# REQUIRED WORK
Put the items below, starting at the line containing "Indicate the white cloud" and ending at the line containing "<point>754,302</point>", into a Markdown table with the columns Row and Line. Number the rows in order and leave out blank lines.

[Excerpts of pointing data]
— Start —
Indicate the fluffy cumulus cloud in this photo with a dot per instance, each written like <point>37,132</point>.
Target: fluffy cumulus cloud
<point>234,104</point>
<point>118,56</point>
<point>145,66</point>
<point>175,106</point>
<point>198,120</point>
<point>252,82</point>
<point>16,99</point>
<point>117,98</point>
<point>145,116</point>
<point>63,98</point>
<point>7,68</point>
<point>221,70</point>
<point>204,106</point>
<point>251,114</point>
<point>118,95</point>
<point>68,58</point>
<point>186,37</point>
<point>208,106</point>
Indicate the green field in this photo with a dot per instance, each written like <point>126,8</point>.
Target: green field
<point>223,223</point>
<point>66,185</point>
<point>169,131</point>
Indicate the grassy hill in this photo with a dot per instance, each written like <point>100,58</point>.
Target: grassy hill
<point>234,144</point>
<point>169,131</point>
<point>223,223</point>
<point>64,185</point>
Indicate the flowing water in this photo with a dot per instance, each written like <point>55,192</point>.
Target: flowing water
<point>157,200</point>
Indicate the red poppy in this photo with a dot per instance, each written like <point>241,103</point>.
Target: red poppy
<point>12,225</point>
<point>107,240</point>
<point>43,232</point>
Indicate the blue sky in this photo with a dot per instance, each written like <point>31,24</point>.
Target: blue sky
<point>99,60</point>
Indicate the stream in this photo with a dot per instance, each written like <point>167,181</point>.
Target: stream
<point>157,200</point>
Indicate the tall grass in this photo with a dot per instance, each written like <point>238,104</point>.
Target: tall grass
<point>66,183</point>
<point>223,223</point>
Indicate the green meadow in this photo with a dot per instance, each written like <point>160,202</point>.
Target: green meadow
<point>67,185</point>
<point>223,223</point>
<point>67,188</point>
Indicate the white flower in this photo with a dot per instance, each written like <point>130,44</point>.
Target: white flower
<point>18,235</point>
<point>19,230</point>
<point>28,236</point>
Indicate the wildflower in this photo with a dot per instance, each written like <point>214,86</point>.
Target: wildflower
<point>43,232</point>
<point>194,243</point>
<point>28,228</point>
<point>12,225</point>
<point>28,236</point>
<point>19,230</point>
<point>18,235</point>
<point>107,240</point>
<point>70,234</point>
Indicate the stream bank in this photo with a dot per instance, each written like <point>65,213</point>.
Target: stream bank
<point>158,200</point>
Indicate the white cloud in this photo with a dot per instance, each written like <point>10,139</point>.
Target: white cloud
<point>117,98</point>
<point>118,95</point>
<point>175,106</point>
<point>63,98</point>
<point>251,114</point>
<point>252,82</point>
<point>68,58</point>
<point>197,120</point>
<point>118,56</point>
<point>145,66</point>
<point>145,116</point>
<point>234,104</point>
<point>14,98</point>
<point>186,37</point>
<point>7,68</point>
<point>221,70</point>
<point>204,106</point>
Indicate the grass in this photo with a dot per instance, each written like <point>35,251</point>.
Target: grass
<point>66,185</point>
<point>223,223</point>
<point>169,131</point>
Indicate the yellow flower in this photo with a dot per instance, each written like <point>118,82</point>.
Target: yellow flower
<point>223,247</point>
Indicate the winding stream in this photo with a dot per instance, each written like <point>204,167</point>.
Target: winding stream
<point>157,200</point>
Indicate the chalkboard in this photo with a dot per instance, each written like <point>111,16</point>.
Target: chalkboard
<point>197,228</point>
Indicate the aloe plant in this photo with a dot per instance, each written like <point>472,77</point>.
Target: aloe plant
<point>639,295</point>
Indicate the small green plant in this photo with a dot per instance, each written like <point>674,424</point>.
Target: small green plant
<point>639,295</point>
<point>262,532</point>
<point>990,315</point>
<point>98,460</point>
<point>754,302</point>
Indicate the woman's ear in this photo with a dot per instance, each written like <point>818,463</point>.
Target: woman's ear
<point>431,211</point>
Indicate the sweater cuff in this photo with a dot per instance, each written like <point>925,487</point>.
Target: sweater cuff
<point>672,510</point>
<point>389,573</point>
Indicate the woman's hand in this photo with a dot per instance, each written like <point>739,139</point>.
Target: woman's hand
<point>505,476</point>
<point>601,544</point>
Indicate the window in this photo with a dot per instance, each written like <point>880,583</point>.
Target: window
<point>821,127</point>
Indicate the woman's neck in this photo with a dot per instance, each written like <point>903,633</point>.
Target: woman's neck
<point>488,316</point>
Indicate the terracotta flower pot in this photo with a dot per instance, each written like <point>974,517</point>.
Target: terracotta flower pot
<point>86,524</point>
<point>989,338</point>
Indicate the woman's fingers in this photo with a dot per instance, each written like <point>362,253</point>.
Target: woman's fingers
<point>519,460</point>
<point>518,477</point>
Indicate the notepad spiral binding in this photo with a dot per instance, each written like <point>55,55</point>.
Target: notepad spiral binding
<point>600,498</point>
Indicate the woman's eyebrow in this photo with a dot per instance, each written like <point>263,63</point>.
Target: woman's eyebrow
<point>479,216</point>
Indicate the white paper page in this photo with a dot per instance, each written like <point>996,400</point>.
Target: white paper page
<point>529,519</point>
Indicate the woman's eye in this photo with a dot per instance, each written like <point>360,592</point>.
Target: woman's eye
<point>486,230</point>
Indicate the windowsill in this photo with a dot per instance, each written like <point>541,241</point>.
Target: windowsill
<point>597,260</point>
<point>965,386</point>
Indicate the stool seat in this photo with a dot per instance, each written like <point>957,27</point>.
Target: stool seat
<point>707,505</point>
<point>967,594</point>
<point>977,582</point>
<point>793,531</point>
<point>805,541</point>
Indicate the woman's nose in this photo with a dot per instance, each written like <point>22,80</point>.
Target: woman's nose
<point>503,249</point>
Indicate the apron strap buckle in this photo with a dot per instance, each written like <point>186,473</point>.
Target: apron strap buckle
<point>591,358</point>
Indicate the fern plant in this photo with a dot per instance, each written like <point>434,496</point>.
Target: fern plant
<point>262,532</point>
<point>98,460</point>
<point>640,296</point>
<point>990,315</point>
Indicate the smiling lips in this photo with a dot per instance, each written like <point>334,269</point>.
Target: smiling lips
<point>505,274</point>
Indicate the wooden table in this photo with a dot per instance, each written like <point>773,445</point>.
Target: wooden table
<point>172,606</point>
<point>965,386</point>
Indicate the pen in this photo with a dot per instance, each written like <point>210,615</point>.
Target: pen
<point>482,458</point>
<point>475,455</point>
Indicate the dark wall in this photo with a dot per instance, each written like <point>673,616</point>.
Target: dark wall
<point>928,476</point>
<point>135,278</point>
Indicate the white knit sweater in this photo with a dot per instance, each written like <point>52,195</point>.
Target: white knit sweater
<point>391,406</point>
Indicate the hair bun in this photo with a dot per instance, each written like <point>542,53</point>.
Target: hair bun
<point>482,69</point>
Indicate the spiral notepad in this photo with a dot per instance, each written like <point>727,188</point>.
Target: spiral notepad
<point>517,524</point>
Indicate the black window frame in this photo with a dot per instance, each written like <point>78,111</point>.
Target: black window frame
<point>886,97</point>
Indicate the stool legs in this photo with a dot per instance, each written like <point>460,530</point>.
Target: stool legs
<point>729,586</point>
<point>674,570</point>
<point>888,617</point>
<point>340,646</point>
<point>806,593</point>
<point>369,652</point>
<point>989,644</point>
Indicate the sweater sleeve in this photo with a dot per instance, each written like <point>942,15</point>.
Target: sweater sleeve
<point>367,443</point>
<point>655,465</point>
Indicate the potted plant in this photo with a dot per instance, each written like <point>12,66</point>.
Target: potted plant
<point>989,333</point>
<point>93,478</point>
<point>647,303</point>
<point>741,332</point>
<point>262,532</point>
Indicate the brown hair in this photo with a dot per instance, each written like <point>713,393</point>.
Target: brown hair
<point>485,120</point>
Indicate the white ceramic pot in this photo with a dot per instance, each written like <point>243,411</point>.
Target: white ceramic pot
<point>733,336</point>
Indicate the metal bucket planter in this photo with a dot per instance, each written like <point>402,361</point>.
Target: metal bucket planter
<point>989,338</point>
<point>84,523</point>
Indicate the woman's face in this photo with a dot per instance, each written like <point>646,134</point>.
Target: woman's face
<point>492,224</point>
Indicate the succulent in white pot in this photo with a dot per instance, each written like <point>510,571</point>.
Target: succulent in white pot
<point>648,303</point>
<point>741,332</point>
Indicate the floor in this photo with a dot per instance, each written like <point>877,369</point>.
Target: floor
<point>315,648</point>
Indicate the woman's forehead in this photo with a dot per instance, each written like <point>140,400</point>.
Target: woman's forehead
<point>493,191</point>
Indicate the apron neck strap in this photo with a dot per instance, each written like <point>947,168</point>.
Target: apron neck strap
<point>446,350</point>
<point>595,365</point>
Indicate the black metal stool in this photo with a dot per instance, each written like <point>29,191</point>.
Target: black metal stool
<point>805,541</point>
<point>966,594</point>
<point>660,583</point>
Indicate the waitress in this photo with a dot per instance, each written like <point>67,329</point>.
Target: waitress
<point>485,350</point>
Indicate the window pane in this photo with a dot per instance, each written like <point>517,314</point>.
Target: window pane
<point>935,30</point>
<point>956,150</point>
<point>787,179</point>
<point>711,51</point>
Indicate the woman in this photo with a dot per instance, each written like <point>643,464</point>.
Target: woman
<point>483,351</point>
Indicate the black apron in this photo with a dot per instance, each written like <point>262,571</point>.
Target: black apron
— End —
# SOLUTION TO THE PROBLEM
| Row | Line |
|---|---|
| 1 | Indicate the white cloud in this photo with a dot per instance, each written like <point>10,139</point>. |
| 2 | Target: white cloud |
| 3 | <point>117,98</point> |
| 4 | <point>118,95</point> |
| 5 | <point>175,106</point> |
| 6 | <point>63,98</point> |
| 7 | <point>251,114</point> |
| 8 | <point>252,82</point> |
| 9 | <point>68,58</point> |
| 10 | <point>197,120</point> |
| 11 | <point>118,56</point> |
| 12 | <point>145,66</point> |
| 13 | <point>145,116</point> |
| 14 | <point>234,104</point> |
| 15 | <point>14,98</point> |
| 16 | <point>186,37</point> |
| 17 | <point>7,68</point> |
| 18 | <point>221,70</point> |
| 19 | <point>204,106</point> |
| 20 | Indicate the grass in this photo with a dot per instance, each written like <point>35,251</point>. |
| 21 | Target: grass |
| 22 | <point>66,185</point> |
| 23 | <point>223,223</point> |
| 24 | <point>169,131</point> |
| 25 | Indicate the yellow flower in this photo with a dot per instance, each written like <point>118,82</point>. |
| 26 | Target: yellow flower |
| 27 | <point>223,247</point> |
| 28 | Indicate the winding stream in this photo with a dot per instance, each written like <point>204,167</point>. |
| 29 | Target: winding stream |
| 30 | <point>157,200</point> |
| 31 | Indicate the chalkboard in this photo with a dot per instance, each written like <point>111,16</point>. |
| 32 | Target: chalkboard |
| 33 | <point>197,228</point> |
| 34 | Indicate the aloe plant in this photo with a dot per instance, each written like <point>472,77</point>. |
| 35 | Target: aloe plant |
| 36 | <point>639,295</point> |
| 37 | Indicate the small green plant in this photo with a dot per instance, each written like <point>674,424</point>. |
| 38 | Target: small green plant |
| 39 | <point>639,295</point> |
| 40 | <point>262,532</point> |
| 41 | <point>990,315</point> |
| 42 | <point>98,460</point> |
| 43 | <point>754,302</point> |